**WHAT IS EXPECTED:** The reply should consist of the full listing, repeated word for word.

**RECORD EXCERPTS:**
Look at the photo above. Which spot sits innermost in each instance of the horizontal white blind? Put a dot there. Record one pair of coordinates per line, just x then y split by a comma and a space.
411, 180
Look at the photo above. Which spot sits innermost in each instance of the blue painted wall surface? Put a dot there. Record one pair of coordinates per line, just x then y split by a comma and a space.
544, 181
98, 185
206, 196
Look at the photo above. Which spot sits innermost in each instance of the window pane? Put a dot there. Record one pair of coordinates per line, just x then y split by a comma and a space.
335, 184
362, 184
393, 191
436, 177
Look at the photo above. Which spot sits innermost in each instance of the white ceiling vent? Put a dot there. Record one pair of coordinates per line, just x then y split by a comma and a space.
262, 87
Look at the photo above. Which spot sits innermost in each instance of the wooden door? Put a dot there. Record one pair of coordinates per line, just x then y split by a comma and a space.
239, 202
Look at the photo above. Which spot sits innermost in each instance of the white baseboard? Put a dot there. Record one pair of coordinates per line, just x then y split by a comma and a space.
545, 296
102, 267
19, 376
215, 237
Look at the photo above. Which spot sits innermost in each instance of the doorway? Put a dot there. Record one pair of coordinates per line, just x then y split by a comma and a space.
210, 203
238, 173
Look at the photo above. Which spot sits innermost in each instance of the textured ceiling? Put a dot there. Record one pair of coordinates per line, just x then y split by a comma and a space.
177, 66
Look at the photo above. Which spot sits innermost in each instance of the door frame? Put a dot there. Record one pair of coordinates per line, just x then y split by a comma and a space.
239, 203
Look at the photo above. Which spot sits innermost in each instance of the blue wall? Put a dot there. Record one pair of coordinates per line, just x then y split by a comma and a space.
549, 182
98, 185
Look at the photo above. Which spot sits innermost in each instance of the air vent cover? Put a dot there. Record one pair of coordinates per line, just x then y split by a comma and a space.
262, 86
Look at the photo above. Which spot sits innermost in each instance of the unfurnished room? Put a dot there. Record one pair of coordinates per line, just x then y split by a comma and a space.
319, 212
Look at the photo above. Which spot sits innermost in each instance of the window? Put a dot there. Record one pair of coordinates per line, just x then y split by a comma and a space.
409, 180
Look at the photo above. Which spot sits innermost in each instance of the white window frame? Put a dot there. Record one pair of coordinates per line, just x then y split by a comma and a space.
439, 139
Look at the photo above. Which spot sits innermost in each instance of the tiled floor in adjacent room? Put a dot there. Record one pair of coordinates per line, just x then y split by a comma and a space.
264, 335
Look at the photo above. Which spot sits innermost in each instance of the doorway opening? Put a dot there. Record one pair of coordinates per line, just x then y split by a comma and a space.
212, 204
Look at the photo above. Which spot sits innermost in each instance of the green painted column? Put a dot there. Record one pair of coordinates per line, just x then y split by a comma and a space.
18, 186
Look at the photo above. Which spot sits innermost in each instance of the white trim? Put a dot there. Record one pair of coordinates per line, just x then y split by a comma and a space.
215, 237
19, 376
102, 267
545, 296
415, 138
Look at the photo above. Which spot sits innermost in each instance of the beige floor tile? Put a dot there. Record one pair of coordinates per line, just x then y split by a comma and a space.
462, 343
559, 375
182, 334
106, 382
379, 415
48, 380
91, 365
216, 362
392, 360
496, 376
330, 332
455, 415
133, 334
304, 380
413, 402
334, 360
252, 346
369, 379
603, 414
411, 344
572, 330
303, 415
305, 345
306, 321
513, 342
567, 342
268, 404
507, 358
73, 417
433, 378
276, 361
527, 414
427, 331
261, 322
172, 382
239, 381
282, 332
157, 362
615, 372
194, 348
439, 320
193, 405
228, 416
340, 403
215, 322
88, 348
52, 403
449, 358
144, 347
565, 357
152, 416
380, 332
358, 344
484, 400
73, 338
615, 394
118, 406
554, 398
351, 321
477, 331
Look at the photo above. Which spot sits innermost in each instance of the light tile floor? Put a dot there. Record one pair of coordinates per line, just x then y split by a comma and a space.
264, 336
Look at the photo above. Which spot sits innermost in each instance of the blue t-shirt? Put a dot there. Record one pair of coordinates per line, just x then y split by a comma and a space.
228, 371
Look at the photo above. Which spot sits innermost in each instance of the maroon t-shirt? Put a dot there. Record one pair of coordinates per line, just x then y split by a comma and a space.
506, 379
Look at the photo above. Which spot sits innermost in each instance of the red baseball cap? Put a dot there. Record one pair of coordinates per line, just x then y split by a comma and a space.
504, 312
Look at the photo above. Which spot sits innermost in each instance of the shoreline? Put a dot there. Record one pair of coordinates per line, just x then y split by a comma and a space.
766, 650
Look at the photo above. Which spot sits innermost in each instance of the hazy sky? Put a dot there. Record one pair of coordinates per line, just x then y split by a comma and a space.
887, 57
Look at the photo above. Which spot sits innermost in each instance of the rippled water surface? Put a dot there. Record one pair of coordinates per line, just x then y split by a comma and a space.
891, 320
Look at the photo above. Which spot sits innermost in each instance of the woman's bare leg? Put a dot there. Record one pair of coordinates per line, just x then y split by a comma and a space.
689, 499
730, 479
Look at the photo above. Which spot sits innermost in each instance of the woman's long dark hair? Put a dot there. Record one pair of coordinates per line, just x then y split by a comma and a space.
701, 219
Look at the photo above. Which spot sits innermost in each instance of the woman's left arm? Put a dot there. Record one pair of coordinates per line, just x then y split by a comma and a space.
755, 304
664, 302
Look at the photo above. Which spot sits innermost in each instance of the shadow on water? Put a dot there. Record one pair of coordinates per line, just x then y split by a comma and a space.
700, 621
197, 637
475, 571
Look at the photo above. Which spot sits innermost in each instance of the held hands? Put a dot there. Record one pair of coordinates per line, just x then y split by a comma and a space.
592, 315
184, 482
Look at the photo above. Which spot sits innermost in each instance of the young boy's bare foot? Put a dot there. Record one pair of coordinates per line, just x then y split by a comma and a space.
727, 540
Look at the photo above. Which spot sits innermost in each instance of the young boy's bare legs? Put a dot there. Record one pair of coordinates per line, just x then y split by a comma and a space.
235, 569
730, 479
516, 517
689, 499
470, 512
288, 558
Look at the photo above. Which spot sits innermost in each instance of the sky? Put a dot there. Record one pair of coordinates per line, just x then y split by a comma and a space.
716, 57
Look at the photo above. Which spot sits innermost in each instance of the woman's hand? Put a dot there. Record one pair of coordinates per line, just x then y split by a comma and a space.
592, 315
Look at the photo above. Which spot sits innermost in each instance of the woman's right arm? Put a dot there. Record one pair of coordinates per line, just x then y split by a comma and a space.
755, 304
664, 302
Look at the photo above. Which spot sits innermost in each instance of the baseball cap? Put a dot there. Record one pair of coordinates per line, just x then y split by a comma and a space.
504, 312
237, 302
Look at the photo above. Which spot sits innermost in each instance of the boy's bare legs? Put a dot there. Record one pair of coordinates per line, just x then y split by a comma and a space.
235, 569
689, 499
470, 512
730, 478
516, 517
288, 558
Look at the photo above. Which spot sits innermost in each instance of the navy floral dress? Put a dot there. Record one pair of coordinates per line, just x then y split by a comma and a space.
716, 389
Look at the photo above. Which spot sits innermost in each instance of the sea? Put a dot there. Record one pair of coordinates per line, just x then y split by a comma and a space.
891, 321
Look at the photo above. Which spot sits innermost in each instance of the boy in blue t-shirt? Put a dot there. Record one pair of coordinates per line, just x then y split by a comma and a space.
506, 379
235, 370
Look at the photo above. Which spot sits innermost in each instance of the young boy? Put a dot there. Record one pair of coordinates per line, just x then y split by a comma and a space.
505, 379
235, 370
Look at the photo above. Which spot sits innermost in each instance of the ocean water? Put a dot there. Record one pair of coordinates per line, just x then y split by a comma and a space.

**RESPONSE:**
Look at the photo above. Which spot sits innermost in each instance of the horizontal white blind? Put a dot there. Record one pair of coordinates per line, just x then y split by a comma and a space.
411, 180
Look at the photo above. Which spot sits innermost in each instance of the blue painted wall surface? Put a dot there. Record one pair of coordinates per line, just x then y split by a comma and a space.
544, 181
98, 185
206, 196
Look at the photo above. Which spot sits innermost in each instance of the window pane? Put a dot there. Record one pair of coordinates per line, just x then y split by a comma and a space.
335, 184
362, 184
393, 191
436, 177
Look at the photo above. Which spot sits innermost in each instance of the white ceiling vent? Put a dot there. Record one pair of coordinates per line, just x then y split by a comma and a space.
262, 87
Look at the photo above. Which spot sits innermost in each instance of the wooden door? Put a dot there. Record one pair of coordinates per line, just x then y split by a comma and a space.
239, 202
Look at the photo above. Which spot sits innermost in each instance of the white baseboard? Put a dot there. Record one pair of coordinates per line, just x then y split by a comma and a space.
545, 296
102, 267
19, 376
215, 237
Look at the photo above. Which spot sits innermost in each instance of the doorway? Put a dot there. Record one pair of coordinates per line, just x then y split by a comma and a space.
210, 203
238, 173
Look at the photo above. Which spot sits innermost in each instance of the textured ceiling? Put a dot there. Record one pair of coordinates per line, just x then y split by a comma and a space.
177, 66
Look at the photo above. Which spot sits innermost in each instance of the door frame? Put a dot there. Record one pair of coordinates per line, just x then y split by a comma and a space.
239, 203
Look at the photo above. Which spot sits innermost in each instance of the blue wall? Put a dot there. Record one pair of coordinates per line, just x then y split by a comma and a space.
549, 182
98, 185
Look at the photo above. Which spot sits innermost in each instance of the air vent cover? Put a dot there. Record one pair of coordinates per line, just x then y split by a comma and a space.
262, 86
Look at the photo above. Which spot sits innermost in each instance of the unfurnished room? Put a dot there. Record one pair of coordinates per line, just x then y split by a comma and a space.
319, 212
Look at the photo above. Which spot sits innermost in each instance of the window? Put a dot there. Record one pair of coordinates per line, just x then y split by a comma and a space.
409, 180
Look at the photo above. Which spot sits innermost in each instance of the white window frame? Put a dot there. Record one pair of coordinates per line, just x then y split by a comma and a space.
439, 139
Look at the photo above. Which spot sits innermost in each instance of the tiled floor in adjacent room? Put a dot there. Record one pair of coordinates per line, just x then y split by a comma and a space.
264, 335
Look at the photo above. Which spot sits innermost in each instance of the doorway opening? Put a dot there. Record one pair of coordinates per line, just x then y split by a comma and a space.
212, 204
Look at the photo above. Which spot sits innermost in each instance of the green painted column? Put a dot there. Record one pair of coordinates per line, just x then y split by a comma and a space.
18, 186
Look at the photo above. Which spot sits innermost in each instance of the white trim? Put a dot there. Record one pair of coordinates per line, just x then y split by a comma and a space.
215, 237
19, 376
102, 267
545, 296
415, 138
Look at the photo above. Which spot sits innermost in each instance of the beige floor tile? Put a dot there. Record one pair of coordinates per line, just x then y split by a comma and a space.
462, 343
559, 375
182, 334
106, 382
379, 415
48, 380
91, 365
216, 362
392, 360
496, 376
330, 332
455, 415
133, 334
304, 380
413, 402
334, 360
252, 346
369, 379
603, 414
411, 344
572, 330
303, 415
305, 345
306, 321
513, 342
567, 342
268, 404
507, 358
73, 417
433, 378
276, 361
527, 414
427, 331
261, 322
172, 382
239, 381
282, 332
157, 362
615, 372
194, 348
439, 320
193, 405
228, 416
340, 403
215, 322
88, 348
52, 403
449, 358
144, 347
565, 357
152, 416
380, 332
358, 344
484, 400
73, 338
615, 394
118, 406
554, 398
351, 321
477, 331
Look at the photo above. Which spot sits innermost in each instance of the light tile floor? Put a dot there. Record one pair of coordinates per line, just x then y split by a comma and a space.
264, 336
Look at the photo above. Which spot sits innermost in each instance of the blue t-shirt? Put a dot there. Record one pair of coordinates per line, just x then y split by a comma and a space.
228, 371
Look at the photo above. Which spot sits innermost in each instance of the maroon t-shirt? Put a dot there. Record one pair of coordinates per line, just x then y split by a comma and a space.
506, 379
Look at the photo above. Which spot sits innermost in each instance of the red baseball cap? Put a dot there. Record one pair of coordinates per line, just x then y split by a comma and a space.
504, 312
Look at the photo above. Which spot sits innermost in each instance of the shoreline? Put a dot there. Record one pair of coordinates per line, just x then y split by a comma and a space.
766, 650
Look at the photo above. Which spot sits innermost in each instance of the hazy sky? Put a dot there. Record one pair of coordinates per line, just x then y split by a comma and a space.
887, 57
Look at the photo above. Which spot sits innermost in each instance of the rippled water surface? Put a dot there. Record one pair of coordinates per line, just x then y split by a comma and a space.
891, 320
Look at the photo above. Which spot sits innermost in each instance of the woman's bare leg? Put a dot there. Record one pair of coordinates per line, just x then y split by a comma and a space.
689, 499
730, 479
Look at the photo above. Which spot sits innermost in each instance of the woman's long dark hair? Put a dot there. Record one pair of coordinates per line, just x then y split by a comma and a space.
701, 219
Look at the photo above. Which spot sits innermost in each instance of the woman's left arm? Put a dot there. Record one pair of coordinates per line, just x then y split by a comma and a space.
755, 304
664, 302
Look at the photo above. Which spot sits innermost in each instance of the shadow on water? Put a dot there. Record one pair of coordinates per line, just x then y split by a comma and a space.
700, 621
197, 637
475, 571
Look at the photo above. Which spot sits innermost in each instance of the held hands? Put a dot there. Record one pair of coordinates per line, just x then y split by a comma and a space.
592, 315
184, 482
Look at the photo above. Which spot sits innermost in each instance of the young boy's bare foot? Put a dot there. Record one pair of coordinates per line, just x then y split by a comma and a space.
727, 540
Look at the photo above. Which spot sits innermost in each instance of the young boy's bare legs? Put a dot there. Record one pair of coordinates per line, just x then y split by a comma and a space.
235, 569
730, 479
516, 517
689, 499
470, 512
288, 558
Look at the photo above. Which spot sits innermost in each instance of the sky? Put a dot there. Record one pair of coordinates per line, just x then y split by a comma and a space.
716, 57
Look at the photo above. Which spot sits innermost in each instance of the woman's hand? Put a dot there. Record one pair of coordinates per line, just x then y split by a comma and a space.
592, 315
Look at the photo above. Which spot sits innermost in each instance of the woman's right arm? Put a dot there. Record one pair of coordinates per line, just x then y split by a comma and a space.
755, 304
664, 302
Look at the photo above. Which spot sits innermost in each instance of the baseball cap? Put a dot there. Record one pair of coordinates per line, just x then y split by a comma and a space.
504, 312
237, 302
Look at the photo above. Which spot sits innermost in each instance of the boy's bare legs? Put a dot there. Record one pair of coordinates per line, just x then y split by a comma and a space.
235, 569
689, 499
470, 512
730, 478
516, 517
288, 558
Look at the photo above. Which spot sits innermost in each instance of the navy floral dress? Put a dot there. Record one pair of coordinates per line, just x then y split by a comma and a space.
716, 389
Look at the photo above. Which spot sits innermost in each instance of the sea? Put a dot there. Record one pair of coordinates per line, just x then y split by a comma and a space.
891, 321
Look at the photo above. Which spot sits innermost in each instance of the boy in blue t-shirt? Put a dot there. Record one pair of coordinates per line, just x then y split by a comma and a space.
506, 379
235, 370
Look at the photo above. Which spot sits innermost in each instance of the young boy? Put a dot there. Record one pair of coordinates per line, just x then y split by a comma and a space.
505, 379
235, 370
Look at the photo above. Which spot sits innermost in each instance of the ocean water? Put a dot there. Record one pair of coordinates per line, just x then y split by a comma and a space.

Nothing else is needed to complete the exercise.